Reproduce the following material exactly, including every line.

[Pointing and labeling entries]
---

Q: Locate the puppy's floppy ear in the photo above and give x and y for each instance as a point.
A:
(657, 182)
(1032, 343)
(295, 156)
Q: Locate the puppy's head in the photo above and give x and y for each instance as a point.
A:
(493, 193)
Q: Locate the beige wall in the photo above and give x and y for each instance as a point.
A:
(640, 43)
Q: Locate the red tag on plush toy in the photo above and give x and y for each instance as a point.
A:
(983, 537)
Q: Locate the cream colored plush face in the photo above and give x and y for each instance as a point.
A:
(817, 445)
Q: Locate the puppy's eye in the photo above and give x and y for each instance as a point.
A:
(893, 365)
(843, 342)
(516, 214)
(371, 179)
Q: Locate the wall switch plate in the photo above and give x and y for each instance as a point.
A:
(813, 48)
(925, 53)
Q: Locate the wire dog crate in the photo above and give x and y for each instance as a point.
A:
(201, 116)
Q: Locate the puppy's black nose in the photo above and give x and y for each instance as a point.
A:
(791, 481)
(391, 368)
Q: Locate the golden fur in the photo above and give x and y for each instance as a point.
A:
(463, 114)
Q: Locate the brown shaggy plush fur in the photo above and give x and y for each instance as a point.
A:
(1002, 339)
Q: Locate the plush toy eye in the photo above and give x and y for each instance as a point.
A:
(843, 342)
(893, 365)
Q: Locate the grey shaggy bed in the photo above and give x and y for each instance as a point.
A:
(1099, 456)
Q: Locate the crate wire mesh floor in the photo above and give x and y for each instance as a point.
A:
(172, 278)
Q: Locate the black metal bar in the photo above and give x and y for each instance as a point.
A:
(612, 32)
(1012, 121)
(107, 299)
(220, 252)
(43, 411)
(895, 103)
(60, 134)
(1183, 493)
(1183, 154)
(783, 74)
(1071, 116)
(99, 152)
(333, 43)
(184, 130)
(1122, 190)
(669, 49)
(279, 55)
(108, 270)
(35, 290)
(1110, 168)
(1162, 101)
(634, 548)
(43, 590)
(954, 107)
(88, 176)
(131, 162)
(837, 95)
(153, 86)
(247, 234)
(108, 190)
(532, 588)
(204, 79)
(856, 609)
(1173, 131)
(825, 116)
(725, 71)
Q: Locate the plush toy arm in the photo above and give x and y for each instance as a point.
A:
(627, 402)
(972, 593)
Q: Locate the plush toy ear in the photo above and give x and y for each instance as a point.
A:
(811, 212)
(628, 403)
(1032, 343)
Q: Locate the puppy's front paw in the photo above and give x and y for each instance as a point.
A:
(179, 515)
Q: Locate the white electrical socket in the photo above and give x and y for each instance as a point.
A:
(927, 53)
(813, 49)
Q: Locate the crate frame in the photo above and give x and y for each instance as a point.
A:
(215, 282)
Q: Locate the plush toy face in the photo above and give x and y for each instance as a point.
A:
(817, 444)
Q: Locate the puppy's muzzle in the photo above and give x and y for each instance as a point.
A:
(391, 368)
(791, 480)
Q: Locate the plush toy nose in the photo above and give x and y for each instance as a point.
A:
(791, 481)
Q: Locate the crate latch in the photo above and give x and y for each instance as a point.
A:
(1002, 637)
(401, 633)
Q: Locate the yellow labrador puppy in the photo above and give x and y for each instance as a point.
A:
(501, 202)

---

Result for this exercise
Q: Locate the puppy's floppy ear in the photo above and give x and y for each instance as a point.
A:
(657, 182)
(1032, 343)
(295, 156)
Q: Locate the puppy's head in the photo above and give x and y for each instance as a point.
A:
(493, 193)
Q: Locate the beige wall in the photo above and give x and y for each instance as a point.
A:
(640, 43)
Q: Locate the red tag on plush toy in the photo above and give x and y for each instance as a point.
A:
(983, 537)
Q: Locate the cream colored plush face in the photo above and give x and y for each instance as a point.
A:
(817, 445)
Q: Locate the puppy's eye in the photo above and give x and y for each instance as a point.
A:
(893, 365)
(843, 342)
(516, 214)
(371, 179)
Q: Locate the wall switch plate in the photo above and give x and y for each instance as a point.
A:
(813, 48)
(925, 53)
Q: Locate the wire dog crate in the photo above and give x and y for each instance as a point.
A:
(201, 116)
Q: Locate the puppy's black nose in the photo above and give x and y for each instance as a point.
A:
(791, 481)
(391, 368)
Q: Locate the golden fur in the photo above and give x and y for each instance as a point.
A:
(463, 114)
Q: Locate the brown shaggy plush fur in the photo above and give x and y for each instance as a point.
A:
(1002, 339)
Q: Locate the plush toy eye in the photo above and give x and y for each instance as a point.
A:
(843, 342)
(893, 365)
Q: Locate the grey shaggy bed in the photo above and give x and y for each instance as a point.
A:
(1099, 456)
Q: Locate the crate wire mesh floor in the photo above and give x and y for each instance as a point.
A:
(172, 278)
Q: Locate the black metal bar in the photo above and give x and y for each instance as a point.
A:
(612, 32)
(1012, 121)
(107, 299)
(220, 252)
(43, 411)
(895, 103)
(60, 134)
(1183, 493)
(1183, 154)
(783, 74)
(1071, 116)
(99, 152)
(333, 43)
(184, 130)
(1122, 190)
(669, 49)
(279, 55)
(108, 270)
(35, 290)
(1110, 168)
(1162, 101)
(634, 548)
(43, 590)
(954, 107)
(88, 176)
(131, 162)
(837, 95)
(153, 86)
(247, 234)
(108, 190)
(532, 588)
(204, 79)
(856, 609)
(1173, 131)
(825, 116)
(725, 71)
Q: Locate the plush toy arm in the photo above and give x and y for each instance as a point.
A:
(627, 402)
(972, 593)
Q: Locate the plush toy ear in the photo above and give x and y for each instance as a point.
A:
(811, 212)
(628, 403)
(1032, 343)
Q: Locate the puppy's front paw in the photo above and give x and y for each instance as a point.
A:
(179, 515)
Q: Locate the white electrical socket in the photo above and give x and y for each instance as a point.
A:
(927, 53)
(813, 49)
Q: Locate the crate frame in the photo above and give x and y for each instance as a point.
A:
(215, 282)
Q: Locate the plush toy face in the photo above and give x and y for each instance as a point.
A:
(817, 444)
Q: Locate the puppy's muzzle in the photo above and give x and y for each instance as a point.
A:
(391, 368)
(791, 480)
Q: Locate the plush toy nose in the photo above and give x and y for each instance as a point.
A:
(791, 481)
Q: Locate the crate latch in the photo above and give x and y for each instance as a point.
A:
(1002, 637)
(401, 633)
Q: Locate the yellow labrador puppy in the photo above and give x and y for each instance as a point.
A:
(501, 202)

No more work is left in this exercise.